SOURCE TEXT:
_ _ _ _ _ _ _

HARVARD — At Tuesday night’s Harvard School Committee meeting, Chairman Keith Cheveralls acknowledged receipt of public records requests, and now a complaint. Both relate to the release of minutes, or lack thereof, from closed door committee meetings in the aftermath of the Ethics Commission Decision and Order against Harvard School Superintendent Thomas Jefferson.
The committee met in executive session on May 10, May 28, June 29, July 19 and Aug. 30 regarding the Ethics Commission’s April ruling against Jefferson, according to an earlier committee press release.
In an update for the “public and the press,” Cheveralls said that “under advice of counsel, we are withholding those minutes.” However, Cheveralls said attorneys for the school and Jefferson have agreed to release minutes for just one of the five meetings — May 10.
According to the May 10 executive-session minutes, the committee unanimously approved (5-0) the hiring of the Boston law firm Brody Hardoon Perkins and Kesten to serve as independent counsel for the committee. The purpose was to aid “in determining the appropriate response to the finding of the State Ethics Commission.”
In a Sept. 13 “Statement,” the School Committee announced that at its Aug. 30 meeting “the Committee voted to take appropriate action in order to conclude this painful chapter in the Town’s history.” However, the committee failed to detail what that “appropriate action” was. The statement partially explained. “The laws of the Commonwealth prevent the Committee from making public the action taken.”
The statement concludes, “With this statement, the Committee considers this matter closed.”
There has been no public statement of what action was taken or when it would be revealed.
The Open Meeting Law permits the demand for the production of open-session minutes, even if in handwritten or draft form, within ten days of request. For closed door meetings, the attorney general’s office suggests that public boards have a policy in place on the timely release of executive session minutes.
Closed-door meeting minutes are to be released when the “lawful purpose of the executive session” lapses “but no longer.” When that time comes, minutes, preparatory materials and documents and exhibits of the session must be disclosed unless they’re protected by attorney-client privilege or other enumerated exemptions.
The chairman or designee is to review executive session minutes “at reasonable intervals” to determine the validity of withholding minutes from disclosure. Determinations are to be announced at the body’s next meeting. Otherwise, records are to be released within 10 days of request.
The board is permitted to review the minutes to release only the portions that are ripe for release. A board is to act on the request at its next meeting or within 30 days, whichever occurs first.
The Harvard Hillside requested the executive session minutes on Sept. 13. Cheveralls rejected the request on Sept. 14.
The Harvard Hillside filed a complaint with both Cheveralls and Town Clerk Janet Vellante on Monday, Oct. 11 seeking resolution of the matter at the local level, as is now required under the Open Meeting Law. The Harvard Hillside simultaneously filed a complaint with the Secretary of State’s Superintendent of Records for the release of the closed door meeting minutes.

_ _ _ _ _ _ _

Detection examples:
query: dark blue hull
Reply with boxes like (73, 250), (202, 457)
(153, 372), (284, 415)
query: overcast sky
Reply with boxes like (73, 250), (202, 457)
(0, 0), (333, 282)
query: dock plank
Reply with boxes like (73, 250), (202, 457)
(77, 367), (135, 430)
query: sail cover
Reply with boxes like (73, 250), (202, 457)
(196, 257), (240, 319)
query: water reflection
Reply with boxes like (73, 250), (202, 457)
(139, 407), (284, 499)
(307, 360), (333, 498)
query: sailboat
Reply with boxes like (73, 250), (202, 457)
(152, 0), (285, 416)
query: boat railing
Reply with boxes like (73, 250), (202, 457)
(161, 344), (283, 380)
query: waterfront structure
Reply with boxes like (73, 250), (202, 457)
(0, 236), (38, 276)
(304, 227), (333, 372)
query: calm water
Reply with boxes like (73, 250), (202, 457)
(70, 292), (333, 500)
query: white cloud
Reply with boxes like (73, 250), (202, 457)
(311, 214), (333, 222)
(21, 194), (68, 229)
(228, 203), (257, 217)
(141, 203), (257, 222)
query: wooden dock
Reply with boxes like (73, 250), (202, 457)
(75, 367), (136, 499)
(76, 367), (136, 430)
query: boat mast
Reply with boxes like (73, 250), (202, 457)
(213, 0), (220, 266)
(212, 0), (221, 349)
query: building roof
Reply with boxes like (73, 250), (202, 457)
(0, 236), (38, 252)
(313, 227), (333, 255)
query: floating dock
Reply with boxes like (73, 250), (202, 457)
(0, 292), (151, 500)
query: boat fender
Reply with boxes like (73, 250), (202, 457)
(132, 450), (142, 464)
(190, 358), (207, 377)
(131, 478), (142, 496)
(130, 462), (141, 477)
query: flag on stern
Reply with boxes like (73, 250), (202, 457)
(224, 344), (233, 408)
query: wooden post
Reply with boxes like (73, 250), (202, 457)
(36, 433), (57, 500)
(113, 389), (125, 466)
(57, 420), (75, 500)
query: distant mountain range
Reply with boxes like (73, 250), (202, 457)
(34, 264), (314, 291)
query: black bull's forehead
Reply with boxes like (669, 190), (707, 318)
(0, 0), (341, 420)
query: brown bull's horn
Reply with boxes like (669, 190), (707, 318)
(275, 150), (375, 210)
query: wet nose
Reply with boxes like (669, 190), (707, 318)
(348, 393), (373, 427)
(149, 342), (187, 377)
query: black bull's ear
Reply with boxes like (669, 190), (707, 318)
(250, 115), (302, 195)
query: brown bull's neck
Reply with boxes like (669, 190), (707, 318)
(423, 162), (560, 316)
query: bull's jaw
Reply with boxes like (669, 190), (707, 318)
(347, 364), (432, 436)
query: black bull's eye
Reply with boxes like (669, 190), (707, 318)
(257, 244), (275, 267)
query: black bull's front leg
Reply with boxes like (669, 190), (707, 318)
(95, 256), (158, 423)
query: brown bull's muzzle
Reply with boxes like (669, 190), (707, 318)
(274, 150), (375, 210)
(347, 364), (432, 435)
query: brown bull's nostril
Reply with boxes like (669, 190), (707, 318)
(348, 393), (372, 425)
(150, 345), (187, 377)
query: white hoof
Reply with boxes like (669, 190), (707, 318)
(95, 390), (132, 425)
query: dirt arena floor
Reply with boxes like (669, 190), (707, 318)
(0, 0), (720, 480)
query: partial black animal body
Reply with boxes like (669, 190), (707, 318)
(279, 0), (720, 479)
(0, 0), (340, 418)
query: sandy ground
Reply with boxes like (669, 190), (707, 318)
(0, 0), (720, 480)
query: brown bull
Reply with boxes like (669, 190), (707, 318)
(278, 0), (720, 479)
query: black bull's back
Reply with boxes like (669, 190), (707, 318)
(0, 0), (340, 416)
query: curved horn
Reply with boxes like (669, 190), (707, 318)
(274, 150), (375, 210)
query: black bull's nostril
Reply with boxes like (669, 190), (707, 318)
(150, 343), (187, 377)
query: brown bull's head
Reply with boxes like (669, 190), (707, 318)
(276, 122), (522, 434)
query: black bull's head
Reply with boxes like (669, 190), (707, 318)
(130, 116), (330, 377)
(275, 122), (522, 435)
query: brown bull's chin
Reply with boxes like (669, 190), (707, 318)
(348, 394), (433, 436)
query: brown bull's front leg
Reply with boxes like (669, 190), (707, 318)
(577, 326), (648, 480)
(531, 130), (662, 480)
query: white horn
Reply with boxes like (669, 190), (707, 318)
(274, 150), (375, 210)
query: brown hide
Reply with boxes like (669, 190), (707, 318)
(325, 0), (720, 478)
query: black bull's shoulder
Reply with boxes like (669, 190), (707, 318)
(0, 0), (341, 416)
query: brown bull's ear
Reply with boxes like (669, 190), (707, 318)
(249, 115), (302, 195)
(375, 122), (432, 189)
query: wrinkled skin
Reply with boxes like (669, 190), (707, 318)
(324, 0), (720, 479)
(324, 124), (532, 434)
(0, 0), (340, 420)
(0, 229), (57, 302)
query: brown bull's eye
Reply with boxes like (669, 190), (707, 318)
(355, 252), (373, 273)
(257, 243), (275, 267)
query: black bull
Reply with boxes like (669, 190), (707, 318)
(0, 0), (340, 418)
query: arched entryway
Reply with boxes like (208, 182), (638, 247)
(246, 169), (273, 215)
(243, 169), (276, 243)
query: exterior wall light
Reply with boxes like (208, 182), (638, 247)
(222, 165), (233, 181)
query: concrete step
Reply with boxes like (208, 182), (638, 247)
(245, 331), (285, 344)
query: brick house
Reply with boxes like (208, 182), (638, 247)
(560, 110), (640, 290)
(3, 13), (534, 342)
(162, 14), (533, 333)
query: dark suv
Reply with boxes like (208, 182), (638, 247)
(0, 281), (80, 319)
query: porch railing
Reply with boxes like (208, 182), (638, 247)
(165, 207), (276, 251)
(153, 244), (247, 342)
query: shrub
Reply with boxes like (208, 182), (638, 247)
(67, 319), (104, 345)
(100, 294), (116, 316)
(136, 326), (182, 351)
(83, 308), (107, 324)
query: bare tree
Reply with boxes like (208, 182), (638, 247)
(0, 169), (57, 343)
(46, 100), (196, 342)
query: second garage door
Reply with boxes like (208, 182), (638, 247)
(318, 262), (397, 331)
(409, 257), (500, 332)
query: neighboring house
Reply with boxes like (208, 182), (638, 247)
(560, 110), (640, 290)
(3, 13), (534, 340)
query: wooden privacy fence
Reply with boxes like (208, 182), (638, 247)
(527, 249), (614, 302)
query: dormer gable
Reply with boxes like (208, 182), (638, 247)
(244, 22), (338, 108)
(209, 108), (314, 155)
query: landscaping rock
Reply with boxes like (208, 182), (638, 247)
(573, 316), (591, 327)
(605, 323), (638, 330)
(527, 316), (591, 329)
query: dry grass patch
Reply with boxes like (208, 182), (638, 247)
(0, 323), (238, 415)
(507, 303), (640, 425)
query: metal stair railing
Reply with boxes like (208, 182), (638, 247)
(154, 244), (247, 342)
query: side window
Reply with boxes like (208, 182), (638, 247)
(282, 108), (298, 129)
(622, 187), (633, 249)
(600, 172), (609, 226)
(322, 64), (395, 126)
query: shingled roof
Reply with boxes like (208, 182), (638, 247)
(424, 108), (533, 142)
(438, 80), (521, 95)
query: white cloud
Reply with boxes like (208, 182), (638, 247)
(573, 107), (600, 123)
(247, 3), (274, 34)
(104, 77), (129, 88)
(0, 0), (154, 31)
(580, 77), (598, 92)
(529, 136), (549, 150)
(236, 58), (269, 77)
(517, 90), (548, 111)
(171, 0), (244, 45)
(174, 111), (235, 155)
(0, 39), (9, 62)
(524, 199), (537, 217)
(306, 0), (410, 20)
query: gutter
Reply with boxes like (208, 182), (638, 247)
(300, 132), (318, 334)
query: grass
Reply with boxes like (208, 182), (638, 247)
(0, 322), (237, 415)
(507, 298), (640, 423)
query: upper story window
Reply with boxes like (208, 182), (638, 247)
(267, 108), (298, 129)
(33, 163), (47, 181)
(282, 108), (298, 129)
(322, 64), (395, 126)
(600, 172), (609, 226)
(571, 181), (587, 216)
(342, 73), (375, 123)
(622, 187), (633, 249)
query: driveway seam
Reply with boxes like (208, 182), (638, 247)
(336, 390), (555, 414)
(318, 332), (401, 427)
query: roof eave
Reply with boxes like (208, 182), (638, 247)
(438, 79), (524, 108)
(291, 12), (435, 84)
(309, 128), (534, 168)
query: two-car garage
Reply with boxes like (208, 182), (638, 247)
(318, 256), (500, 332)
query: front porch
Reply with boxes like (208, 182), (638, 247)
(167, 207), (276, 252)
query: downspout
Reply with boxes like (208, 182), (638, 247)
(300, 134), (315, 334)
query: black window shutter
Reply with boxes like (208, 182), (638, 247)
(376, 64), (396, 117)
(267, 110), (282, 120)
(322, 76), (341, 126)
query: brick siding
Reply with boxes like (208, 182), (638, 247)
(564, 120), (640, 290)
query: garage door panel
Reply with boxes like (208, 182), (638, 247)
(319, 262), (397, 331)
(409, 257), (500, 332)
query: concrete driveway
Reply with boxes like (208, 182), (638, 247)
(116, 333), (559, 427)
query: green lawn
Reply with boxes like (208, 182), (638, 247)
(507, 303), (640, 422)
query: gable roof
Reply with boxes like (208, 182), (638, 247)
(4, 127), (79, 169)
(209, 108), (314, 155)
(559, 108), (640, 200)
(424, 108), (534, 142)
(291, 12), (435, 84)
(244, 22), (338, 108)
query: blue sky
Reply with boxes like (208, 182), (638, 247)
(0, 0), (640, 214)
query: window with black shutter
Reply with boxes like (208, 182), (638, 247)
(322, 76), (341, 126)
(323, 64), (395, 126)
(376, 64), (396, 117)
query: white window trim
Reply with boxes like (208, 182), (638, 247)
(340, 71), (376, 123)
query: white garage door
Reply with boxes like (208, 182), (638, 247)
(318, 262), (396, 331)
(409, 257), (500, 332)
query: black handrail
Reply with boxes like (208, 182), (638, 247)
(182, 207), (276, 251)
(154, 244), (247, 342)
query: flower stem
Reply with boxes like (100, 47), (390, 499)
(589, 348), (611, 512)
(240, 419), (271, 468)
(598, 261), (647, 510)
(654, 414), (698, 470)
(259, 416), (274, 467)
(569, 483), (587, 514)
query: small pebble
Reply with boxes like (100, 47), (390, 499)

_ _ _ _ _ _ _

EXERCISE DESCRIPTION: Rewrite the article about the Harvard School Committee meeting, starting at "HARVARD — At" and ending at "meetings — May 10.", with "Ethics Board" in place of "Ethics Commission".

RESPONSE TO THE EXERCISE:
HARVARD — At Tuesday night’s Harvard School Committee meeting, Chairman Keith Cheveralls acknowledged receipt of public records requests, and now a complaint. Both relate to the release of minutes, or lack thereof, from closed door committee meetings in the aftermath of the Ethics Board Decision and Order against Harvard School Superintendent Thomas Jefferson.
The committee met in executive session on May 10, May 28, June 29, July 19 and Aug. 30 regarding the Ethics Board’s April ruling against Jefferson, according to an earlier committee press release.
In an update for the “public and the press,” Cheveralls said that “under advice of counsel, we are withholding those minutes.” However, Cheveralls said attorneys for the school and Jefferson have agreed to release minutes for just one of the five meetings — May 10.